• TASK GOAL:
Word for word, transcribe the lines from the one containing "[locate] statue's watering" through the end of the entries, both included, and nothing else.

• GIVEN ENTRIES:
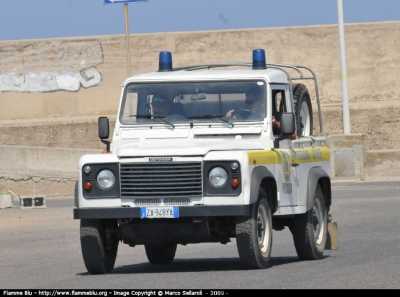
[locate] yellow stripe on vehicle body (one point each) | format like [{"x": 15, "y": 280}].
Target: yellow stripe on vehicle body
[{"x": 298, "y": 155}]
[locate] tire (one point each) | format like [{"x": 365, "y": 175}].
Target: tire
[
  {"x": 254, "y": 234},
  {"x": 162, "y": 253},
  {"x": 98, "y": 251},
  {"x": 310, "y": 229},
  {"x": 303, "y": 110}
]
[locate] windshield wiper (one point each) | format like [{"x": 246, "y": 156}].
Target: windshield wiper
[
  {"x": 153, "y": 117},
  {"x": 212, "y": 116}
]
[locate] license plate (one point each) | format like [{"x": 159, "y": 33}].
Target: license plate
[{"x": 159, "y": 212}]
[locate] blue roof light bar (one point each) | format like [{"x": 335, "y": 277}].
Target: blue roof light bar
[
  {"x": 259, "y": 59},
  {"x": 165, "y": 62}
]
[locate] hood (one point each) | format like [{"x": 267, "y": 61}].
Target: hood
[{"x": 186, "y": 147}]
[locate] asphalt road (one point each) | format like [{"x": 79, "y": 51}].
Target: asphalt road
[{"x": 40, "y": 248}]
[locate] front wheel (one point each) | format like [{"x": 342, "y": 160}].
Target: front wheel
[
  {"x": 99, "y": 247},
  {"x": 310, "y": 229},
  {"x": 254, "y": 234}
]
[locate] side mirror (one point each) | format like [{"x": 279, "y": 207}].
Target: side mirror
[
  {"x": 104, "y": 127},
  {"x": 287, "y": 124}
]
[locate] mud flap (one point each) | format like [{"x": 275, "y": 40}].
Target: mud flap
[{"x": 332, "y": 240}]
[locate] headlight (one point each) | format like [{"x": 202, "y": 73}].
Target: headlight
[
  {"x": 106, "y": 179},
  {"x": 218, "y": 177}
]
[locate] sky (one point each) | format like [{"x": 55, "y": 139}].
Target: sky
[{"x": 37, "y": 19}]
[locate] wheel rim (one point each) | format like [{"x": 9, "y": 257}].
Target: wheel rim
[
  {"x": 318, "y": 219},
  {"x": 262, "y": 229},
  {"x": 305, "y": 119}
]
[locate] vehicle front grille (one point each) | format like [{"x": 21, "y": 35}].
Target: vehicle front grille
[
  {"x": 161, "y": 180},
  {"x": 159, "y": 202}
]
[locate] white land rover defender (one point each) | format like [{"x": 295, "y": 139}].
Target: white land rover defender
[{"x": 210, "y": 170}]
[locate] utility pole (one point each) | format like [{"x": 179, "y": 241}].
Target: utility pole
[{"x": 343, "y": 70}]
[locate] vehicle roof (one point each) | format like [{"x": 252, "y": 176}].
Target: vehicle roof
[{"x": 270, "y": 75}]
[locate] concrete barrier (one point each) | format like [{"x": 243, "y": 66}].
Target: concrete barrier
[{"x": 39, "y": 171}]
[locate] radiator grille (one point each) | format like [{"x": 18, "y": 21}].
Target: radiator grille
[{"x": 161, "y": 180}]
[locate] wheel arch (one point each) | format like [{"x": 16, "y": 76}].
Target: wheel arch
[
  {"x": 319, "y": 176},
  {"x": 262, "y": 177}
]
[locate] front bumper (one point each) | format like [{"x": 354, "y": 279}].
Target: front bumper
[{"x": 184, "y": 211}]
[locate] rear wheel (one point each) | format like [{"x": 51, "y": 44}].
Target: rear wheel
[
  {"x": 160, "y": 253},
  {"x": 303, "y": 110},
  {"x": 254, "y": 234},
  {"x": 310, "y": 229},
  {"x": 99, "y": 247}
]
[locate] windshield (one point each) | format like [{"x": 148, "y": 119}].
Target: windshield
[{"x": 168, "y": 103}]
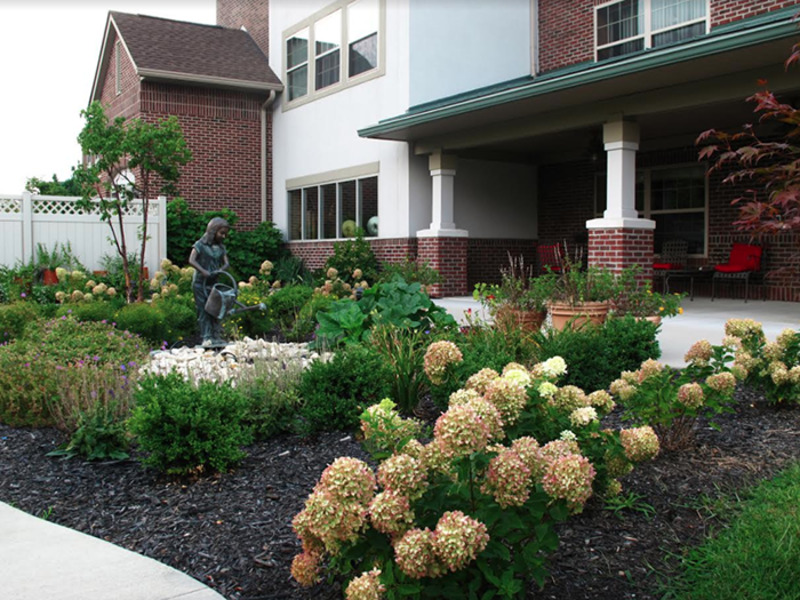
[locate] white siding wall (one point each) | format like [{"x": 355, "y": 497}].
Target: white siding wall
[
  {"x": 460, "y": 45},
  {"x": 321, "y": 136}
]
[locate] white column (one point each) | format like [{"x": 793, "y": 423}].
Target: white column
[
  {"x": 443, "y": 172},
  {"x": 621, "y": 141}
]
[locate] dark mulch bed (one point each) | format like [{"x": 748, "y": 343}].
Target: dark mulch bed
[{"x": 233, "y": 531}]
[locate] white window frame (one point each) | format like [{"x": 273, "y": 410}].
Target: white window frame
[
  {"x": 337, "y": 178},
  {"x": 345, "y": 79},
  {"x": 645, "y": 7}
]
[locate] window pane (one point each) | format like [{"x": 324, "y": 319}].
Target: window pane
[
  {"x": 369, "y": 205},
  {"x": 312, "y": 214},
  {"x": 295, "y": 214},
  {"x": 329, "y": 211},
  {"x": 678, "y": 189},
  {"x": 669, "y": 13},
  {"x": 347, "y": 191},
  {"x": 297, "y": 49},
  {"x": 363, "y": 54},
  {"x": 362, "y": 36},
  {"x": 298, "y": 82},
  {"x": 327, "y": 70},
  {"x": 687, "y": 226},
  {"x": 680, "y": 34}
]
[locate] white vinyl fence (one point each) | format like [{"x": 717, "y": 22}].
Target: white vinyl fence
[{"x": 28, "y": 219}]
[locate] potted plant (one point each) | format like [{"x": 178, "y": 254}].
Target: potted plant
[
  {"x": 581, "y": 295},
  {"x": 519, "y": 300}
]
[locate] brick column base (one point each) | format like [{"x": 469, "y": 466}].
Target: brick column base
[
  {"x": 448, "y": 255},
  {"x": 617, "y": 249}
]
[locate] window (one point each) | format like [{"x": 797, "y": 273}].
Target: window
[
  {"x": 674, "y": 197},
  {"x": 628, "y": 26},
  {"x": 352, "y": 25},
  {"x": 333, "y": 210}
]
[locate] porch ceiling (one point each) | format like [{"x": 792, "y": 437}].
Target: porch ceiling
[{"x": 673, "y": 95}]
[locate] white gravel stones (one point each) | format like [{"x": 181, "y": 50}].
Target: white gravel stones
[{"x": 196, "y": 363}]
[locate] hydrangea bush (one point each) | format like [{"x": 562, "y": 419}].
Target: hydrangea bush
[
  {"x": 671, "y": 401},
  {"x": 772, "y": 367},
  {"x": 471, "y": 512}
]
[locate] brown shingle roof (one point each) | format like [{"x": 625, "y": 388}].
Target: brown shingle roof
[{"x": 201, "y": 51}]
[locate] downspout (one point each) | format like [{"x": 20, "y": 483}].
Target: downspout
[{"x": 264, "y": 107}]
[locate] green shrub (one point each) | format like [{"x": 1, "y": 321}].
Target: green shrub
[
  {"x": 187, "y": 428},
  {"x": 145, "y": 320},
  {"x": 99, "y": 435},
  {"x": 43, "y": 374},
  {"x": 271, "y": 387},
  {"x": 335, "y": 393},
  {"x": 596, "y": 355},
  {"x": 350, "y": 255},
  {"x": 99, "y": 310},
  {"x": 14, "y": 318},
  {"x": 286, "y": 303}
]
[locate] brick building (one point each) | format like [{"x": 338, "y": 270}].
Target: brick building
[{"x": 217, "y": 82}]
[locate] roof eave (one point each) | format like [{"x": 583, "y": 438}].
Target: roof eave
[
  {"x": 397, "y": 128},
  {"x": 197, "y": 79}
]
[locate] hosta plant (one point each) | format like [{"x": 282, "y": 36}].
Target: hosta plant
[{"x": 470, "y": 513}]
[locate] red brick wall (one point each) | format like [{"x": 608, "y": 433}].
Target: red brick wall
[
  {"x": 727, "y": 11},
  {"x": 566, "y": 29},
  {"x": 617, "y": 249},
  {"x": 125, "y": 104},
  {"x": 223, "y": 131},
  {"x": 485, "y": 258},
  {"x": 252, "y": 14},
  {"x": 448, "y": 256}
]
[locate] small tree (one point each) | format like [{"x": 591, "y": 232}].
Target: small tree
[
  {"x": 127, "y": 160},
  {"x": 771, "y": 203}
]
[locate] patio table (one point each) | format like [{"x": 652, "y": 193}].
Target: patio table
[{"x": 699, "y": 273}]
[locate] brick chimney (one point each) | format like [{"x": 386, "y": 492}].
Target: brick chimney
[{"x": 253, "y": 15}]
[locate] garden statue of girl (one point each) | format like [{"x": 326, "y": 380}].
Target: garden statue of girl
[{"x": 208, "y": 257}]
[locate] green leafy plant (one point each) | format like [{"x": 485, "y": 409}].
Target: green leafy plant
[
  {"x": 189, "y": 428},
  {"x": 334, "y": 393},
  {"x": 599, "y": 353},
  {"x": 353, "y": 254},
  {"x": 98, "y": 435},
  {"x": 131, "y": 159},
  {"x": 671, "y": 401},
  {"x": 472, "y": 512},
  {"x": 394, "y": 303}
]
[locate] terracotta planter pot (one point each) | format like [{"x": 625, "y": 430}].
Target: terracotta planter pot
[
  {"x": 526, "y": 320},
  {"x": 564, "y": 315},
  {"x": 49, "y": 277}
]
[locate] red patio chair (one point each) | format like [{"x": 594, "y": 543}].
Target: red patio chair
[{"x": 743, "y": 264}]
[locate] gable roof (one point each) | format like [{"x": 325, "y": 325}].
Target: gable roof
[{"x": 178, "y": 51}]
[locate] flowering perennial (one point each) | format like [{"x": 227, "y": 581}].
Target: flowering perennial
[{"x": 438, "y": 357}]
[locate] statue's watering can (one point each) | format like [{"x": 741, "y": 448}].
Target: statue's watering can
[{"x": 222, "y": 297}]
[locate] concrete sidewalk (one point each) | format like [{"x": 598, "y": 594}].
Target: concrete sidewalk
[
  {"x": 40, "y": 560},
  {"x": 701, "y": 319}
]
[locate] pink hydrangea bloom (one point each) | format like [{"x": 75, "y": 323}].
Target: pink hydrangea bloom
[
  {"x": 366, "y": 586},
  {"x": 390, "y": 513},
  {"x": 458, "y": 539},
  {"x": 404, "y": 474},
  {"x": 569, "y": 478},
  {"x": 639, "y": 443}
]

• CORRECT OUTPUT:
[locate] statue's watering can (one point each) | format like [{"x": 741, "y": 448}].
Target: statue's watering can
[{"x": 222, "y": 297}]
[locate] concrete sidewalk (one point each) | format like [{"x": 598, "y": 594}].
Target: concrete sidewalk
[
  {"x": 40, "y": 560},
  {"x": 701, "y": 319}
]
[locate] pink hydrangea bloom (one point each) | format like [{"x": 75, "y": 323}].
Target: pink hydrangea bloom
[
  {"x": 366, "y": 586},
  {"x": 390, "y": 513},
  {"x": 458, "y": 539},
  {"x": 404, "y": 474},
  {"x": 569, "y": 478},
  {"x": 639, "y": 443}
]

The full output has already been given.